Move the entries below into your answer, every line included, starting with the line containing "e.g. [(114, 4)]" and running through the line containing "[(355, 300)]", with -117 added to each point coordinate in the results and the sample points in the comment lines left unchanged. Omit the pictures.

▶ DATASET RECORDS
((

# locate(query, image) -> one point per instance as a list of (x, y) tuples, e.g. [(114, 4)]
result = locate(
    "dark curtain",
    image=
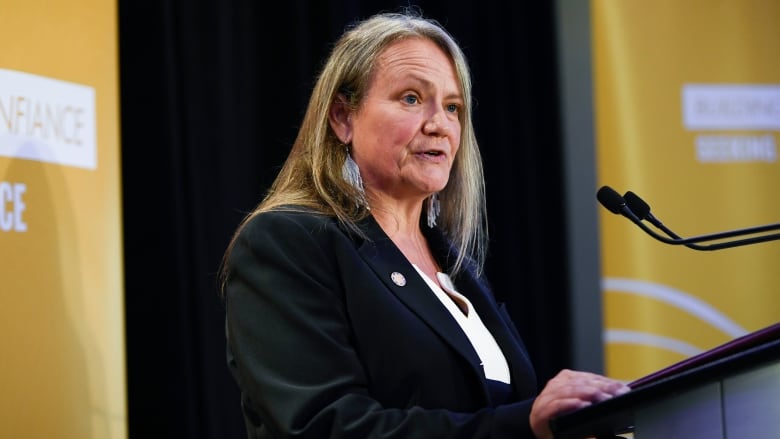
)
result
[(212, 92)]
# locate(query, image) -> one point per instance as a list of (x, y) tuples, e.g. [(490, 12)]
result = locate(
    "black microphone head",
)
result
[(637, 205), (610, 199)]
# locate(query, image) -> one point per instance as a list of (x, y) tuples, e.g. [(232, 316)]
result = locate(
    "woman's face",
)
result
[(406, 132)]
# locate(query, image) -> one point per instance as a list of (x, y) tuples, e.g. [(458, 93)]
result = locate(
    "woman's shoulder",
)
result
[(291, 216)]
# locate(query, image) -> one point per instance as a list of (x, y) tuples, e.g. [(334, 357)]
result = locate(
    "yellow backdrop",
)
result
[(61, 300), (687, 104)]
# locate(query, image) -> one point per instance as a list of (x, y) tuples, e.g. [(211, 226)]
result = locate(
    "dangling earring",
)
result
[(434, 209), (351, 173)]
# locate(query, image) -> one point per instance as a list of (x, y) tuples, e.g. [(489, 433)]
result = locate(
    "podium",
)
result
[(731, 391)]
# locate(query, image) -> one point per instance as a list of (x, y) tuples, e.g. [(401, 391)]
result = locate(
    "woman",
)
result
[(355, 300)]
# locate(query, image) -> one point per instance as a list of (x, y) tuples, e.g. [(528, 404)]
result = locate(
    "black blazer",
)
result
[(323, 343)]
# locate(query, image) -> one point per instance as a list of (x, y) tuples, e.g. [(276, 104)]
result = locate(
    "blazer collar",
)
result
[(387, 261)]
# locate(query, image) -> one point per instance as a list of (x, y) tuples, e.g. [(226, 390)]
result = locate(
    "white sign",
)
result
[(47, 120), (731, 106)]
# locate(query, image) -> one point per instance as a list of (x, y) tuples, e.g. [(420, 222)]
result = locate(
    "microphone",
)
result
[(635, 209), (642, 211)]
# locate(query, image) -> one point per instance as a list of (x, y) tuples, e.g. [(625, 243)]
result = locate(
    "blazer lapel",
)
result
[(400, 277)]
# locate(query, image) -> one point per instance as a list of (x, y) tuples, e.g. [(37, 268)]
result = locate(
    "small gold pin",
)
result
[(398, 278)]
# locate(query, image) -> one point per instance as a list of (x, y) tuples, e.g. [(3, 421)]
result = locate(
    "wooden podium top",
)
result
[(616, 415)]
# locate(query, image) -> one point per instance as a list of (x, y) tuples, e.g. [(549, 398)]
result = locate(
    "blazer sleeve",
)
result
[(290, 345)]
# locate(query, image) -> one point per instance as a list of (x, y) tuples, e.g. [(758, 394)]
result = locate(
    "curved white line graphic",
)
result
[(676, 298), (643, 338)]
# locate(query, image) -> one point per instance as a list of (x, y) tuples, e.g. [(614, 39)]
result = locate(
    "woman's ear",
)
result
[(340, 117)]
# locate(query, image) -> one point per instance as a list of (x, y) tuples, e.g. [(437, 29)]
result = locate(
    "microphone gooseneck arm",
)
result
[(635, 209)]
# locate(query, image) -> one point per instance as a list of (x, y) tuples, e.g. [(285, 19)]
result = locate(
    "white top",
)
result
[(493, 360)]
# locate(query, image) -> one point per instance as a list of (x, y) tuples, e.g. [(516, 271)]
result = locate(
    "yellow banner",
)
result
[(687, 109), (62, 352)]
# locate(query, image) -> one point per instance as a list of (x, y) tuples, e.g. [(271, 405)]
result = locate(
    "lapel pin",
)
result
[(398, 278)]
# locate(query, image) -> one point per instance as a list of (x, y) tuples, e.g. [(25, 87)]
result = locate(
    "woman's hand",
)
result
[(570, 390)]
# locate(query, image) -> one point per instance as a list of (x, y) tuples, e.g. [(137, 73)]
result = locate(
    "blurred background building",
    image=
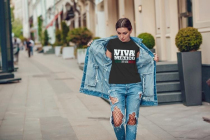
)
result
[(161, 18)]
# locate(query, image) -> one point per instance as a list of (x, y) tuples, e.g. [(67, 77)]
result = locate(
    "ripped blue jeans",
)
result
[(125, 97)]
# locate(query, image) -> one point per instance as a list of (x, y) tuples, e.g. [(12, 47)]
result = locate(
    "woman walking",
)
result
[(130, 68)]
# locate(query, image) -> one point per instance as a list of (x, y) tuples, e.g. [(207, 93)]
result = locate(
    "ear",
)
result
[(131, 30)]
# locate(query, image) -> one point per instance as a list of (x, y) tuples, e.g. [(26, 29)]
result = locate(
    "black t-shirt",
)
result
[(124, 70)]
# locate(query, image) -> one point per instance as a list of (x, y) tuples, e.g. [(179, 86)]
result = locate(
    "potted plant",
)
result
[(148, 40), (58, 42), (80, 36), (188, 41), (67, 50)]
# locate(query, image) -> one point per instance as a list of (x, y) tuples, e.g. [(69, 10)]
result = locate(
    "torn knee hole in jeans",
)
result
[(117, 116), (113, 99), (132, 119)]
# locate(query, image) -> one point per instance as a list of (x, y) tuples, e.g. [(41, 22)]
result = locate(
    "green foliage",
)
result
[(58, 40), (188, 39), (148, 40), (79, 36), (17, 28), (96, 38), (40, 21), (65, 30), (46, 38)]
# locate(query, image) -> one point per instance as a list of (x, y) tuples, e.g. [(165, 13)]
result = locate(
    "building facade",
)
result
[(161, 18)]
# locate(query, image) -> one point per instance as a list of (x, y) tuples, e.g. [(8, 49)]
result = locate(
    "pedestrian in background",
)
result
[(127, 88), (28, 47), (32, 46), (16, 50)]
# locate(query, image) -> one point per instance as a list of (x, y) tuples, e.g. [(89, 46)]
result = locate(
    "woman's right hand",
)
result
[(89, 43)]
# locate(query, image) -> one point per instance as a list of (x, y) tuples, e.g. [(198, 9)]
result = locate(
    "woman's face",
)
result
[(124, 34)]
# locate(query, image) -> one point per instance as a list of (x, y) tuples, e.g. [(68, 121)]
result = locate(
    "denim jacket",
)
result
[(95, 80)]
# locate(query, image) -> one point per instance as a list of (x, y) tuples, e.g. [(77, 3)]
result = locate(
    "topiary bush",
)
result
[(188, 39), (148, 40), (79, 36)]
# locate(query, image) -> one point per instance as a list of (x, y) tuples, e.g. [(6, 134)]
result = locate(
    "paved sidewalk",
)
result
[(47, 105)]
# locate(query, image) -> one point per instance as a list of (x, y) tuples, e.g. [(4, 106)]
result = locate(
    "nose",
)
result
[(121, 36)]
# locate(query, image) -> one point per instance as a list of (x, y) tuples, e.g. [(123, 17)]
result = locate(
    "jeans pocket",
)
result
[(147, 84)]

))
((

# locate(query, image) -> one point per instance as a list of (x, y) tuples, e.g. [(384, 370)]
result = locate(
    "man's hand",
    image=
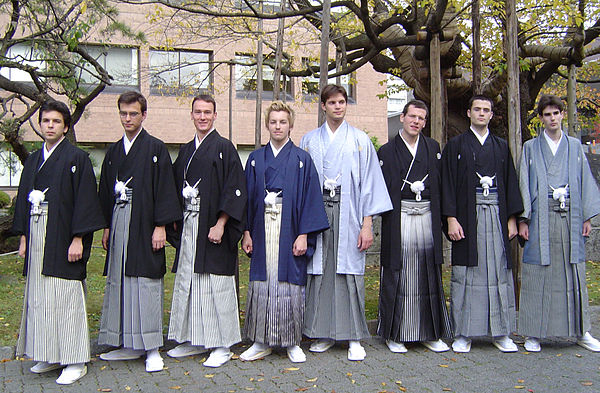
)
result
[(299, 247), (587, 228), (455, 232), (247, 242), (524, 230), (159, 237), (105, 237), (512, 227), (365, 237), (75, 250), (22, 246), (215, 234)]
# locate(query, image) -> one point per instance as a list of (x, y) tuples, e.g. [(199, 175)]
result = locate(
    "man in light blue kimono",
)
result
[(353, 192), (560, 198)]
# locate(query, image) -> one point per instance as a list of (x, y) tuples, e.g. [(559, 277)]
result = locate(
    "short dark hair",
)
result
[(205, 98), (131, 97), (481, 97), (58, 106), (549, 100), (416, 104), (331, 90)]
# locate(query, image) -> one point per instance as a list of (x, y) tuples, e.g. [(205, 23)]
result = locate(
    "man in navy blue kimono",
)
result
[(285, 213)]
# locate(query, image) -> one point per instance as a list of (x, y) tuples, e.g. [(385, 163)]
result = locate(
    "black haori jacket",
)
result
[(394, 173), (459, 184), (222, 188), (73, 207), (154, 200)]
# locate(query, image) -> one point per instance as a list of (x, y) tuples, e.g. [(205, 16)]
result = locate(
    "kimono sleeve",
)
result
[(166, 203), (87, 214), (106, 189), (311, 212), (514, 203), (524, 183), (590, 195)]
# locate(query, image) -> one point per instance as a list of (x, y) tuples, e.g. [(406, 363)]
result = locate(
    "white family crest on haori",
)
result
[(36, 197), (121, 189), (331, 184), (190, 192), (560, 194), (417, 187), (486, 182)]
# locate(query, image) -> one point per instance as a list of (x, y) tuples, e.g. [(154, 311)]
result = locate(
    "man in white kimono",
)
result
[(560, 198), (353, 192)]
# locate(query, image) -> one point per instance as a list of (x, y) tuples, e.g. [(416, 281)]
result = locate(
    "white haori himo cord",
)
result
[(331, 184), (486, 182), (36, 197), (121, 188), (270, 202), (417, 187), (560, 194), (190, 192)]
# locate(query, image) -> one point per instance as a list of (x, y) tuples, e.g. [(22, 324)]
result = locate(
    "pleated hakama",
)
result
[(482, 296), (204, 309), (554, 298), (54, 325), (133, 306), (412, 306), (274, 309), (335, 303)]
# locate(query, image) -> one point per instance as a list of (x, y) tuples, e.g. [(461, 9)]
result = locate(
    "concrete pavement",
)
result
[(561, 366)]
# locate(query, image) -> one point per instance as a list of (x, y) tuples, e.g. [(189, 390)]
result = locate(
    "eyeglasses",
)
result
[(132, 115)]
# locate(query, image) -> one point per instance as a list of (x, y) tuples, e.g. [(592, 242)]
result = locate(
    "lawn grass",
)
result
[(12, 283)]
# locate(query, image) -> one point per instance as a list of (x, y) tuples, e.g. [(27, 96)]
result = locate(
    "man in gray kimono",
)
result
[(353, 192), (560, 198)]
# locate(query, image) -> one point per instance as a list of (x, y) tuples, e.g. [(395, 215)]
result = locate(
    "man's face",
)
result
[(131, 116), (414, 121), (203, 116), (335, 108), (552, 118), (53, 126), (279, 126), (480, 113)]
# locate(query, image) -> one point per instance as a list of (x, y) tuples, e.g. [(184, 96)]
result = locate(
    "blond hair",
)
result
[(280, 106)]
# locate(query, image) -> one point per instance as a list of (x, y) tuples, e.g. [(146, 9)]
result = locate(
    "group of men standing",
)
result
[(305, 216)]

))

▶ COMPLETED TASK
# locate(query, image) -> one point per instance as a list of (x, y) tuples, e.g. [(114, 4)]
result = locate(
    "dark curtain",
    image=
)
result
[(95, -25)]
# locate(query, image) -> one point per instance as a list of (x, y) tuples, e.g. [(490, 12)]
result = locate(
    "black microphone head",
)
result
[(520, 88), (493, 82)]
# locate(query, image) -> one point per instance as a list of (x, y) tuples, e.g. [(232, 316)]
result = locate(
    "woman's face",
)
result
[(289, 15)]
# locate(query, image) -> one point per instance as a list of (x, y) tuples, e.g. [(458, 93)]
result = locate(
    "woman's shoulder",
)
result
[(174, 99)]
# locate(query, image) -> one point per instance as a list of (x, y) tuples, e.g. [(334, 357)]
result = locate(
    "yellow backdrop",
)
result
[(-56, 183), (570, -13)]
# locate(query, image) -> one point per instance as a list of (x, y) tuples, e.g. [(211, 226)]
result = locate(
    "dangling earring",
)
result
[(317, 92), (234, 56)]
# locate(query, image) -> one point per instance as a list of (x, y) tuples, e.g. [(489, 433)]
result = locate(
    "podium",
)
result
[(614, 274)]
# locate(query, image) -> one point per instance as a list of (x, y) tuples, e.g. [(401, 391)]
result = locate(
    "woman",
)
result
[(238, 183)]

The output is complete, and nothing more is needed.